> **EXERCISE OBJECTIVE**
Convert the rows below into a numbered list, leaving out any blank lines.

> **RECORDS SHOWN**
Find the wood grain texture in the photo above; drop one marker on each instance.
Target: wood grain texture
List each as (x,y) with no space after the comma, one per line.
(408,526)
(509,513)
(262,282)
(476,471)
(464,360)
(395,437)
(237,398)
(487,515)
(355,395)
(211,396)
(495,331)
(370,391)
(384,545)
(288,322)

> **RESPONSE**
1. Find the wood grain texture in the photo above; drop one marker on each instance.
2. Target: wood grain texture
3. List each as (x,y) with no space after the comma, one per line.
4. (408,526)
5. (509,513)
6. (262,282)
7. (476,471)
8. (464,360)
9. (395,437)
10. (237,398)
11. (487,515)
12. (355,395)
13. (211,396)
14. (495,331)
15. (370,391)
16. (384,545)
17. (288,322)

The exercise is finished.